◆ Supplied records
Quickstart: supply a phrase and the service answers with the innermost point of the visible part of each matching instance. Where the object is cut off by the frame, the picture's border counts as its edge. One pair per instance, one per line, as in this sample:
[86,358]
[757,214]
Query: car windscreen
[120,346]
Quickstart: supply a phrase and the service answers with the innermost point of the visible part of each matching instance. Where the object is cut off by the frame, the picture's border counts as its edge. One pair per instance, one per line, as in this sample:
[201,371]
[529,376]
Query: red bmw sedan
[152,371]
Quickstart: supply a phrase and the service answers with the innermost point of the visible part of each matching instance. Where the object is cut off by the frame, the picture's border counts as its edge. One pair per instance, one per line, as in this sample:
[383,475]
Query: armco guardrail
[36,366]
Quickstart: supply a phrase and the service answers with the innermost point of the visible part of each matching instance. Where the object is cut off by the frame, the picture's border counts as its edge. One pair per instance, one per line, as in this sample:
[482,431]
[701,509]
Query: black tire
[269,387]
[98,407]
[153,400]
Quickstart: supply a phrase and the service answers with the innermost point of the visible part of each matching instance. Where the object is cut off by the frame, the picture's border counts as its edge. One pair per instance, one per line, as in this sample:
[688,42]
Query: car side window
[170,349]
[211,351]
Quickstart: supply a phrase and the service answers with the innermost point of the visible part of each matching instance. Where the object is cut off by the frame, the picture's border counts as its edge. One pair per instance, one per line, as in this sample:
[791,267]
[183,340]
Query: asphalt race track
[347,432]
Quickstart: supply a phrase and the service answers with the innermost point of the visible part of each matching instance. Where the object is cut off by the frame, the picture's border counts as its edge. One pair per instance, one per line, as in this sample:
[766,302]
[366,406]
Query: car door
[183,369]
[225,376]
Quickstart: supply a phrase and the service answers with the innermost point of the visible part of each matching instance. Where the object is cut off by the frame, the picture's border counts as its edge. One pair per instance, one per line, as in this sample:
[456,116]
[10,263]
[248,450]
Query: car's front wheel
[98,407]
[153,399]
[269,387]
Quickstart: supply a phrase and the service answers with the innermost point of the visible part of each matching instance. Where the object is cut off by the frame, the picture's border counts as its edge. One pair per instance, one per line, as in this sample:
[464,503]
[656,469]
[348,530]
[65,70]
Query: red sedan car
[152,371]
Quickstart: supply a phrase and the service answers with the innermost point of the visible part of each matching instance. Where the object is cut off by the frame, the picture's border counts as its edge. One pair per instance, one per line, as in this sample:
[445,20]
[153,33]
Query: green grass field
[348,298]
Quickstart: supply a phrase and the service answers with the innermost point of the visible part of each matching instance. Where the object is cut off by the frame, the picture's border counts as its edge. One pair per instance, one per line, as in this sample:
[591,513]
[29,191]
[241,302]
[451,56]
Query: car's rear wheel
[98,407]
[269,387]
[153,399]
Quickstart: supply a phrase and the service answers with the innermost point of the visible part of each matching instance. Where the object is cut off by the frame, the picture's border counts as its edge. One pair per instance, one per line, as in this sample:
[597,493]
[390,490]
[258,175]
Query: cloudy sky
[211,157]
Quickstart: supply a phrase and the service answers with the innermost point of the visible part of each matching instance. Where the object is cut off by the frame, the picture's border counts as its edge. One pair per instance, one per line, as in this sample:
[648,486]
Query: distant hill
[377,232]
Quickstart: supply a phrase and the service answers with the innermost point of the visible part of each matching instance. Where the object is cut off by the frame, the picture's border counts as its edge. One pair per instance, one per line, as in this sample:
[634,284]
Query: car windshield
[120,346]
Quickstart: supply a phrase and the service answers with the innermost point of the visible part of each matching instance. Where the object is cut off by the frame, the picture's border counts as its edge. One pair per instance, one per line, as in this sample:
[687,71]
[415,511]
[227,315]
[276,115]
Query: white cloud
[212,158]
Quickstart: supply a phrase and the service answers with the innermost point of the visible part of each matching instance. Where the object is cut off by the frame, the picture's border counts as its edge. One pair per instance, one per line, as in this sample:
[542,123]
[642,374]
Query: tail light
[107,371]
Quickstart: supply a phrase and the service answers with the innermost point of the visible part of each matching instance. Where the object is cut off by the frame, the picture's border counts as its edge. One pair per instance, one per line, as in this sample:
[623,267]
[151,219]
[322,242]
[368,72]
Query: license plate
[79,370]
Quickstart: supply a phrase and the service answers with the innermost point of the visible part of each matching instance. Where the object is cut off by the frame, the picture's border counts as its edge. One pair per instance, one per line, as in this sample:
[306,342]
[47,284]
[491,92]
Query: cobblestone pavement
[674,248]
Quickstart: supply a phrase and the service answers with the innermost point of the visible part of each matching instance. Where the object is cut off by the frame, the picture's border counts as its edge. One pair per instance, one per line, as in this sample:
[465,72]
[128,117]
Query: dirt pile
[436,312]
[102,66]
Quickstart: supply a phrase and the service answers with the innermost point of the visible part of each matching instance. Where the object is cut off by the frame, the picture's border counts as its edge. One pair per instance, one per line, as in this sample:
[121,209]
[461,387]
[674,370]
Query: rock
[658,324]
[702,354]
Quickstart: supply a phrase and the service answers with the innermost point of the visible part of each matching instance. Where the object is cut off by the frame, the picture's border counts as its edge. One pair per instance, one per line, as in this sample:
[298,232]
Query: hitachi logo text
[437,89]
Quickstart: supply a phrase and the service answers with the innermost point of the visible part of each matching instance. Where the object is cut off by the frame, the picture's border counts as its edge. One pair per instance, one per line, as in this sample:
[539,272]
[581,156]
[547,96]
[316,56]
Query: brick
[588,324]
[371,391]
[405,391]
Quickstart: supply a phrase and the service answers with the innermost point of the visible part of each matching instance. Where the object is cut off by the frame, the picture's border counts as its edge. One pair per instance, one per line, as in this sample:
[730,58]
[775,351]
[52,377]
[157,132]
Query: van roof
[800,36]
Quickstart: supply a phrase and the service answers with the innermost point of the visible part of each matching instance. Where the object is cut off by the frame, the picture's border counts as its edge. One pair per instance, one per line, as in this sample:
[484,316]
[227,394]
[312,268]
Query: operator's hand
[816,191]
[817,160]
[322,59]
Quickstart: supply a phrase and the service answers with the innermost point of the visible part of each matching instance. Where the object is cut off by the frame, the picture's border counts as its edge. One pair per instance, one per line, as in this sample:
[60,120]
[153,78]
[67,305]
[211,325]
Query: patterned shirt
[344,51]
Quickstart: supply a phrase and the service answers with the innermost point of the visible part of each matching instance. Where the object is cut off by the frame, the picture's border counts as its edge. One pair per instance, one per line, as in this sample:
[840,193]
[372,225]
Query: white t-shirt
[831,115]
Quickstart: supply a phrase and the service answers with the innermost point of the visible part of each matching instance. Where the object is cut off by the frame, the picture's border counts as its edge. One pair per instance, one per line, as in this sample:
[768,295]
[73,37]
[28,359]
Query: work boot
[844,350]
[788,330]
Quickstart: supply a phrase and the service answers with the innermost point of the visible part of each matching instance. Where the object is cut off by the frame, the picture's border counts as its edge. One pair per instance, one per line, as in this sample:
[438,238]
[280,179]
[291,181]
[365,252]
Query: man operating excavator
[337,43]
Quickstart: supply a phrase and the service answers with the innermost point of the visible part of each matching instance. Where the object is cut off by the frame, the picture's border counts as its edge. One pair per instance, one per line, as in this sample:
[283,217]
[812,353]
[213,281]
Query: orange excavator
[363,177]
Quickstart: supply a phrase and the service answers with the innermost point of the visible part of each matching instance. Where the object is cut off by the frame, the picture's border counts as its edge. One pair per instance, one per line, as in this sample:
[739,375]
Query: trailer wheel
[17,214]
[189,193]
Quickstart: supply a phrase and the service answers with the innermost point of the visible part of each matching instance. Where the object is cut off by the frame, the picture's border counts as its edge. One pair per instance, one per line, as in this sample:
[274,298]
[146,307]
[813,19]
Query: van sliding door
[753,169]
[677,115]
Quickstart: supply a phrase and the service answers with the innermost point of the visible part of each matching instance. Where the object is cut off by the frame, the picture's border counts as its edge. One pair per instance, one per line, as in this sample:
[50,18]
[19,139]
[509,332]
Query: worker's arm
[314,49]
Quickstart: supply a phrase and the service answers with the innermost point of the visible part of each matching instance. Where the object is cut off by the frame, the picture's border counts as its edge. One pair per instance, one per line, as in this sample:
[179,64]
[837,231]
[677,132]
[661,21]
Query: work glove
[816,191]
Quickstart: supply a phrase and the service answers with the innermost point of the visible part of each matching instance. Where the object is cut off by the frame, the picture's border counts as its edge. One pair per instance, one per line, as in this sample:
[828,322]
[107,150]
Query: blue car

◆ Set problem
Pick out every line above that contains the string "white", matching case exactly.

◆ Correct output
Query: white cloud
Query: white t-shirt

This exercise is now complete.